Here are some records. Copy each one exactly.

====== The input ======

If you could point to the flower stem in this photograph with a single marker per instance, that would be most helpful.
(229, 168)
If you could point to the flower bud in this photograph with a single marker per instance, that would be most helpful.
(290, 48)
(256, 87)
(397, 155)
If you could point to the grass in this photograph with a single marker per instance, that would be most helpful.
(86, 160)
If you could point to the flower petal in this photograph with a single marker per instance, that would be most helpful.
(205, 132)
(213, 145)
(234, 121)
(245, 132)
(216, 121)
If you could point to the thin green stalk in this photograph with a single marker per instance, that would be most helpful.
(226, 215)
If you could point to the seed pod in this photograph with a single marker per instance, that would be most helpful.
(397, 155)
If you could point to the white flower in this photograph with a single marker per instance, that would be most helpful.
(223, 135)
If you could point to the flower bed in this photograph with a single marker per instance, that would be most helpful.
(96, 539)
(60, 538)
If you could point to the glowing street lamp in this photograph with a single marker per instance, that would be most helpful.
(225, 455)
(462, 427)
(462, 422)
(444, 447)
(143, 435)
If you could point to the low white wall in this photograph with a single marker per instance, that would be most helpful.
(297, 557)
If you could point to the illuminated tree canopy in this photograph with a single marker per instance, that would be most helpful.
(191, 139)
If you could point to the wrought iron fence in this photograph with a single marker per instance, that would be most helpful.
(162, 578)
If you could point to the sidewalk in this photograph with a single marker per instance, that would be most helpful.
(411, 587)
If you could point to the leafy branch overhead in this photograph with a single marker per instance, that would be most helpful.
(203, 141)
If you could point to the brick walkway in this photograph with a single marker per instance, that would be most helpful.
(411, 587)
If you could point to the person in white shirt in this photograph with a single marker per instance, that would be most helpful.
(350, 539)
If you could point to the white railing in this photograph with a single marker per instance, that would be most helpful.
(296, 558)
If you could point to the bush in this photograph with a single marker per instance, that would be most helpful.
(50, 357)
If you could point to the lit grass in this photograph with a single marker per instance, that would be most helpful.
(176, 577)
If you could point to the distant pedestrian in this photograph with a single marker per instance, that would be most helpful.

======

# Completed exercise
If you could point to the flower stem in this photograph with a single marker per instance, that would be most helpful.
(229, 168)
If you could point to the flower bud in this photograph with a single marker per instance, that would be most helpful.
(290, 48)
(256, 87)
(397, 155)
If you could point to the grass in this photograph with a single marker per instance, that would be most helpful.
(86, 160)
If you could point to the flower petal in this photograph with a single marker per instance, that would be most helpful.
(205, 132)
(213, 145)
(234, 121)
(245, 132)
(216, 121)
If you could point to the thin green stalk in this photograph with a single marker per instance, that would be most helpful.
(226, 215)
If you could point to the seed pod in this photograph with a single marker per instance, that would be most helpful.
(397, 155)
If you could point to the white flower in this photograph with a single marker per instance, that would be most helpful.
(223, 135)
If you could point to the flower bed in this photograph with a single marker per instance, that would be most helpful.
(96, 539)
(60, 538)
If you could point to the glowing street lamp in this photograph with a single marker per instance, that would be most helpful.
(225, 455)
(462, 427)
(462, 422)
(444, 447)
(143, 435)
If you could point to the low white wall in this photograph with a single marker per instance, that would be most helpful.
(297, 557)
If you could point to the illuminated tree canopy in this photograph with a single marker per instance, that would be most helpful.
(191, 139)
If you could point to the wrought iron fence in this photograph with a single marker per instance, that would be most helpful.
(162, 578)
If you could point to the sidewalk in this photograph with a single marker per instance, that would be most helpful.
(411, 587)
If you could point to the leafy branch overhead in this photograph with a single marker per instance, that would be most helpful.
(203, 141)
If you could point to the brick walkway in this photograph with a single marker per instance, that would be most helpful.
(411, 587)
If you could point to the person in white shirt in this photograph with a single marker per instance, that would be most helpful.
(350, 539)
If you could point to the white railing in this photograph with a single marker per instance, that would be most helpful.
(296, 558)
If you could point to the bush in this photograph with a single marker per instance, that would be most helpful.
(50, 357)
If you could point to the lit grass in this photograph with a single marker per instance, that would be most helpful.
(176, 577)
If you could point to the distant pedestrian in this photograph with a single marker per instance, that would be most helpful.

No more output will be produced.